Each line below should be repeated exactly as written, with no pictures carried over.

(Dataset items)
^^^^^^^^

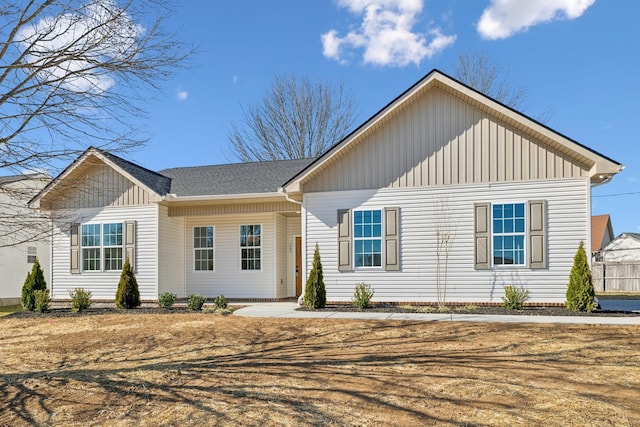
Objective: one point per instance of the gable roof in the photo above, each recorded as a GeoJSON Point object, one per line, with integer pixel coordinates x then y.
{"type": "Point", "coordinates": [155, 181]}
{"type": "Point", "coordinates": [152, 180]}
{"type": "Point", "coordinates": [236, 178]}
{"type": "Point", "coordinates": [183, 182]}
{"type": "Point", "coordinates": [601, 167]}
{"type": "Point", "coordinates": [8, 179]}
{"type": "Point", "coordinates": [600, 228]}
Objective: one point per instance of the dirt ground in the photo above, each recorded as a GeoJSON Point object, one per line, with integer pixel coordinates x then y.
{"type": "Point", "coordinates": [200, 369]}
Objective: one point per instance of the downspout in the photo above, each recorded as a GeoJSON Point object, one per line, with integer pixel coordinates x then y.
{"type": "Point", "coordinates": [303, 237]}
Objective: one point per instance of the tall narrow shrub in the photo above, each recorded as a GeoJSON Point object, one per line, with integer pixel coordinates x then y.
{"type": "Point", "coordinates": [34, 282]}
{"type": "Point", "coordinates": [128, 295]}
{"type": "Point", "coordinates": [315, 295]}
{"type": "Point", "coordinates": [580, 292]}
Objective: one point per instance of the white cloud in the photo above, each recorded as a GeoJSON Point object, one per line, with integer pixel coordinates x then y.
{"type": "Point", "coordinates": [504, 18]}
{"type": "Point", "coordinates": [97, 33]}
{"type": "Point", "coordinates": [182, 95]}
{"type": "Point", "coordinates": [385, 34]}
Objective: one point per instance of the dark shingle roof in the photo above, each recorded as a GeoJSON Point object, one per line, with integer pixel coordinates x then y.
{"type": "Point", "coordinates": [237, 178]}
{"type": "Point", "coordinates": [155, 181]}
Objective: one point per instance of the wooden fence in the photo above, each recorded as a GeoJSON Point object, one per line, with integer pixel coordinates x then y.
{"type": "Point", "coordinates": [616, 277]}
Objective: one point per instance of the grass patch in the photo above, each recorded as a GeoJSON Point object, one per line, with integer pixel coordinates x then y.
{"type": "Point", "coordinates": [8, 309]}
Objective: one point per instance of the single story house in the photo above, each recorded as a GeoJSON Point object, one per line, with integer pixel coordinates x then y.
{"type": "Point", "coordinates": [623, 249]}
{"type": "Point", "coordinates": [23, 234]}
{"type": "Point", "coordinates": [443, 193]}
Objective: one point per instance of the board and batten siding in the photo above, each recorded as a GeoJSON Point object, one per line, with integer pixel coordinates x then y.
{"type": "Point", "coordinates": [103, 285]}
{"type": "Point", "coordinates": [97, 186]}
{"type": "Point", "coordinates": [227, 277]}
{"type": "Point", "coordinates": [420, 210]}
{"type": "Point", "coordinates": [171, 254]}
{"type": "Point", "coordinates": [439, 140]}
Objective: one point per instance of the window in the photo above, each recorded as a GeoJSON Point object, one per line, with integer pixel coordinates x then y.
{"type": "Point", "coordinates": [509, 234]}
{"type": "Point", "coordinates": [32, 254]}
{"type": "Point", "coordinates": [112, 244]}
{"type": "Point", "coordinates": [250, 245]}
{"type": "Point", "coordinates": [203, 248]}
{"type": "Point", "coordinates": [101, 242]}
{"type": "Point", "coordinates": [367, 238]}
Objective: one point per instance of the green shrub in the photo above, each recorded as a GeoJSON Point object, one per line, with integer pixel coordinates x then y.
{"type": "Point", "coordinates": [580, 292]}
{"type": "Point", "coordinates": [220, 302]}
{"type": "Point", "coordinates": [42, 300]}
{"type": "Point", "coordinates": [514, 297]}
{"type": "Point", "coordinates": [167, 299]}
{"type": "Point", "coordinates": [34, 281]}
{"type": "Point", "coordinates": [127, 295]}
{"type": "Point", "coordinates": [80, 299]}
{"type": "Point", "coordinates": [315, 295]}
{"type": "Point", "coordinates": [362, 295]}
{"type": "Point", "coordinates": [195, 302]}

^^^^^^^^

• Exercise result
Objective: one point per instance of the gable roof in the photo above, each recorded as a GeoJSON Point object, one per line, with integer pixel coordinates x then y.
{"type": "Point", "coordinates": [155, 181]}
{"type": "Point", "coordinates": [152, 180]}
{"type": "Point", "coordinates": [236, 178]}
{"type": "Point", "coordinates": [183, 182]}
{"type": "Point", "coordinates": [601, 167]}
{"type": "Point", "coordinates": [8, 179]}
{"type": "Point", "coordinates": [600, 228]}
Objective: one point per instance of the dirt ground in the photo above, each recorded as a GeoJSON Point object, one per line, with integer pixel coordinates x then y.
{"type": "Point", "coordinates": [200, 369]}
Objective: one point per instance of the downspout in the photo above, each recorded as a GeoJSON Point object, one per line, with integer pixel coordinates x then y.
{"type": "Point", "coordinates": [303, 237]}
Objective: one point per instance of the tall narrow shrub in the photo above, each recorded as a GeoJSON Point object, one per line, with integer pixel coordinates x then y.
{"type": "Point", "coordinates": [34, 282]}
{"type": "Point", "coordinates": [128, 295]}
{"type": "Point", "coordinates": [315, 295]}
{"type": "Point", "coordinates": [580, 292]}
Objective: one point per instance of the white cloud in the photo above, each recorded as a GeoJSON Point object, one per line, with integer pixel coordinates x then y.
{"type": "Point", "coordinates": [504, 18]}
{"type": "Point", "coordinates": [97, 33]}
{"type": "Point", "coordinates": [182, 95]}
{"type": "Point", "coordinates": [385, 34]}
Objective: one point per instance of the dark shingle roof in the photo above, each recorded as a GeoJSON Point object, one per line, with integer pixel coordinates x then y.
{"type": "Point", "coordinates": [237, 178]}
{"type": "Point", "coordinates": [155, 181]}
Objective: one point per instance of the wooden fence in the photo above, each recorded as a GeoJSON Point object, one per line, with integer pixel coordinates x then y.
{"type": "Point", "coordinates": [616, 277]}
Objective: one point per instance of the grass patch in the photo above, each recorded as a GeoJSON Point object, one per line, with integer pixel coordinates x then y.
{"type": "Point", "coordinates": [8, 309]}
Objective: one point per instance of the single story house in the photo above, each recorded as a GeoJSON Point object, one per line, with integer pixel coordinates x then y.
{"type": "Point", "coordinates": [623, 249]}
{"type": "Point", "coordinates": [23, 234]}
{"type": "Point", "coordinates": [443, 193]}
Objective: one point per instance of the board and batten siding in the photo above, each recorded as a GeoJSON Point object, one per line, with integer pixel coordinates x then y.
{"type": "Point", "coordinates": [103, 285]}
{"type": "Point", "coordinates": [97, 186]}
{"type": "Point", "coordinates": [227, 277]}
{"type": "Point", "coordinates": [420, 210]}
{"type": "Point", "coordinates": [171, 254]}
{"type": "Point", "coordinates": [439, 140]}
Objective: one point per instance of the window in the photo above, each recorded as a GeoJSON Point object, one per line, with integer pixel coordinates x then y.
{"type": "Point", "coordinates": [509, 234]}
{"type": "Point", "coordinates": [32, 254]}
{"type": "Point", "coordinates": [112, 244]}
{"type": "Point", "coordinates": [250, 245]}
{"type": "Point", "coordinates": [203, 248]}
{"type": "Point", "coordinates": [101, 242]}
{"type": "Point", "coordinates": [367, 238]}
Objective: one point per instance of the green shrub in the photo above, each recorded as a GeoJSON Point object, one per line, with integer pixel coordinates x then y.
{"type": "Point", "coordinates": [580, 292]}
{"type": "Point", "coordinates": [220, 302]}
{"type": "Point", "coordinates": [42, 300]}
{"type": "Point", "coordinates": [514, 297]}
{"type": "Point", "coordinates": [167, 299]}
{"type": "Point", "coordinates": [34, 281]}
{"type": "Point", "coordinates": [127, 295]}
{"type": "Point", "coordinates": [80, 299]}
{"type": "Point", "coordinates": [315, 295]}
{"type": "Point", "coordinates": [362, 295]}
{"type": "Point", "coordinates": [195, 302]}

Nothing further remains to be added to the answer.